## PROBLEM TO WORK ON
Give every line of the records below as a JSON list of strings, one string per line, leaving out blank lines.

_____

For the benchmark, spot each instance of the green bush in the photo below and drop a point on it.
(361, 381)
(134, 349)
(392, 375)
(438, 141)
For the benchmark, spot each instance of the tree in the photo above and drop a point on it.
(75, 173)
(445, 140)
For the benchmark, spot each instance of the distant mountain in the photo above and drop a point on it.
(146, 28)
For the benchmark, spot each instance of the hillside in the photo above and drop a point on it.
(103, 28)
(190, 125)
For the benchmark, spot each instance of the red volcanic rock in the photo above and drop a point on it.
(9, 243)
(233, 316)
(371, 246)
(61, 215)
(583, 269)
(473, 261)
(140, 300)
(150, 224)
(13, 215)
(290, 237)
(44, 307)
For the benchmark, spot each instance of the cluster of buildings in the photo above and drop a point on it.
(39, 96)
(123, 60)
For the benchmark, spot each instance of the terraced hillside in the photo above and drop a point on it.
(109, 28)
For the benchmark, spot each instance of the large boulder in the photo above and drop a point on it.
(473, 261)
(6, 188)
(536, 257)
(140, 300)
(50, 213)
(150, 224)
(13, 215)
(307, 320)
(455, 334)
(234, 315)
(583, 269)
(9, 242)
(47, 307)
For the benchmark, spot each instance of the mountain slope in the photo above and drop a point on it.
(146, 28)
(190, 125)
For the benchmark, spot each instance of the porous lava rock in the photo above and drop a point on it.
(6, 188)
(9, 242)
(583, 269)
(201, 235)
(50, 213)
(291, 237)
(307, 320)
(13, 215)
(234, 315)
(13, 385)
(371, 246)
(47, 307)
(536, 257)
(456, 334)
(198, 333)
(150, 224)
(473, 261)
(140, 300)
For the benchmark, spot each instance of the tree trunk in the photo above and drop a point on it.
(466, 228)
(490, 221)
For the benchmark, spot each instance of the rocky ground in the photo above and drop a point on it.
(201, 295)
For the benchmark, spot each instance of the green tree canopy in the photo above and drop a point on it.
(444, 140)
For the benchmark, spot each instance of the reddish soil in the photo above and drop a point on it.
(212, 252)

_____

## EXPECTED ANSWER
[
  "For the benchmark, spot each instance of the green bush in the photo below and drop a point on it.",
  "(361, 381)",
  "(134, 349)",
  "(392, 375)",
  "(438, 141)",
  "For the benchmark, spot each instance of the tree in the photo above and drop a point on it.",
  "(75, 173)",
  "(445, 140)",
  "For the benchmark, spot each instance of the distant mountain in the photo above and drop a point on it.",
  "(146, 28)",
  "For the benchmark, spot each instance of the hillside in the photo above and drop a point on it.",
  "(103, 28)",
  "(190, 125)",
  "For the benchmark, spot each instance of the red volcanic rock in the photo above and drop a point on it.",
  "(9, 243)",
  "(233, 316)",
  "(371, 246)",
  "(61, 215)",
  "(583, 269)",
  "(473, 261)",
  "(140, 300)",
  "(150, 224)",
  "(13, 215)",
  "(290, 237)",
  "(44, 307)",
  "For the benchmark, spot each instance of the cluster of buildings in the photo above and drop a point on it.",
  "(39, 96)",
  "(123, 60)",
  "For the benchmark, spot each instance of the terraced hillside in the photo above and drop a point on it.",
  "(109, 28)",
  "For the benchmark, spot each instance of the large boulder in the photo above and drop a point on it.",
  "(473, 261)",
  "(6, 188)",
  "(536, 257)",
  "(140, 300)",
  "(50, 213)",
  "(150, 224)",
  "(13, 215)",
  "(307, 320)",
  "(455, 334)",
  "(234, 315)",
  "(583, 269)",
  "(9, 242)",
  "(47, 307)",
  "For the benchmark, spot each instance of the mountain slope in the photo above and drop a point on it.",
  "(146, 28)",
  "(190, 125)",
  "For the benchmark, spot each instance of the porous lava rock in the photo above and drop a point on it.",
  "(6, 188)",
  "(9, 242)",
  "(583, 269)",
  "(201, 235)",
  "(50, 213)",
  "(291, 237)",
  "(307, 320)",
  "(13, 215)",
  "(234, 315)",
  "(13, 385)",
  "(371, 246)",
  "(47, 307)",
  "(536, 257)",
  "(456, 334)",
  "(198, 333)",
  "(150, 224)",
  "(473, 261)",
  "(140, 300)",
  "For the benchmark, spot each instance of the tree trunk in the photo above and drop a point on it.",
  "(466, 228)",
  "(490, 221)",
  "For the benchmark, spot each instance of the rocky ground in the photo above and drop a point on it.",
  "(201, 295)",
  "For the benchmark, spot each instance of the green tree canopy in the photo above and drop a point on it.",
  "(444, 140)",
  "For the benchmark, spot each instance of the reddish soil in the photo above and drop a point on it.",
  "(212, 252)"
]